§ **The task**
Scan the listing below. Report each line that includes "background".

§ **Records for the exercise**

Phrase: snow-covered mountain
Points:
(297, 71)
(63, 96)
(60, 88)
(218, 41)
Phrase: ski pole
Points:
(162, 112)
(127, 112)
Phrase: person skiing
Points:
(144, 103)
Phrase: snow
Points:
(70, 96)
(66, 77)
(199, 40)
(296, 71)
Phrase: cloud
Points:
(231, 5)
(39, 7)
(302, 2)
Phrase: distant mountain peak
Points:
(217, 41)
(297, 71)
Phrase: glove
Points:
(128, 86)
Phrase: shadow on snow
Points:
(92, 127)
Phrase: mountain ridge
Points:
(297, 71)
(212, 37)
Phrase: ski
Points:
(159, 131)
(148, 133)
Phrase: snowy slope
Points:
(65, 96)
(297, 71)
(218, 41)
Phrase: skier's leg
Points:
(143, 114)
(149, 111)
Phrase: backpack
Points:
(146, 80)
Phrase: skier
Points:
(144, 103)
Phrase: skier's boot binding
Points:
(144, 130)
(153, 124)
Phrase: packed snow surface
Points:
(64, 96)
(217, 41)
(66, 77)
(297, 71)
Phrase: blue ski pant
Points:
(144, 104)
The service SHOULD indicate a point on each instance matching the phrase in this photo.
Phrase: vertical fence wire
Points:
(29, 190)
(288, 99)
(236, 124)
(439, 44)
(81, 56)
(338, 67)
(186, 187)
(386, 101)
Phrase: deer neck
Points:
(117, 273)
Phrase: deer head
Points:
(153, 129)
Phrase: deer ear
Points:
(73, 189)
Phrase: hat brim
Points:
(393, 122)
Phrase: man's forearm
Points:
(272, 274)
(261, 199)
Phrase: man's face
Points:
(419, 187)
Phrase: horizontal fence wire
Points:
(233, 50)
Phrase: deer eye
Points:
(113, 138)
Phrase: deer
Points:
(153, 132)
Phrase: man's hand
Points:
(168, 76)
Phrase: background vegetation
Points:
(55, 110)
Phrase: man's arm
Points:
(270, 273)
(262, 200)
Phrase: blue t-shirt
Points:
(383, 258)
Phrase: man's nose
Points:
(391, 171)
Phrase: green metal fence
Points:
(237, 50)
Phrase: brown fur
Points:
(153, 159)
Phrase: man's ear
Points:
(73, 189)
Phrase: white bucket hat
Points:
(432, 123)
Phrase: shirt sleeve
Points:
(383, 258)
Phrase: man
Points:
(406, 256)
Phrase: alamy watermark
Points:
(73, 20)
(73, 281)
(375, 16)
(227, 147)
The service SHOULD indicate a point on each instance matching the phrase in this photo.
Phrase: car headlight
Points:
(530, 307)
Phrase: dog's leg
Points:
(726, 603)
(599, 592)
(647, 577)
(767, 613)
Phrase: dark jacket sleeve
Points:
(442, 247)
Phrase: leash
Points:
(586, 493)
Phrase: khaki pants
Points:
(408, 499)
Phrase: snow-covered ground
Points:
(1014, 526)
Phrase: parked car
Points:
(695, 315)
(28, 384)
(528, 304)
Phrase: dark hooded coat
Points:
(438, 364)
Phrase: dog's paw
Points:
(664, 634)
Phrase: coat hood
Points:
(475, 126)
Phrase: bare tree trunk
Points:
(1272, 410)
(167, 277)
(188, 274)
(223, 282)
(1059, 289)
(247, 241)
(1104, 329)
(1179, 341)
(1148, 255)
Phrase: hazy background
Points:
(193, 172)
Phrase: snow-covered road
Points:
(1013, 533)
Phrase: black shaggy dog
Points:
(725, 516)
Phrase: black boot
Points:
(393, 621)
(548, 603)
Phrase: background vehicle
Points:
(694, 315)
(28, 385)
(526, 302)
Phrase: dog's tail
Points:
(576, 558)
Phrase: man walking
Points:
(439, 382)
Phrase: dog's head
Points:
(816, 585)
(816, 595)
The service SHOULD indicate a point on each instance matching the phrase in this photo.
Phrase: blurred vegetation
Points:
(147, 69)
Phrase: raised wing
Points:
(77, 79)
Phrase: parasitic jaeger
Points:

§ **Solved problem**
Phrase: background vegetation
Phrase: hazy background
Phrase: background vehicle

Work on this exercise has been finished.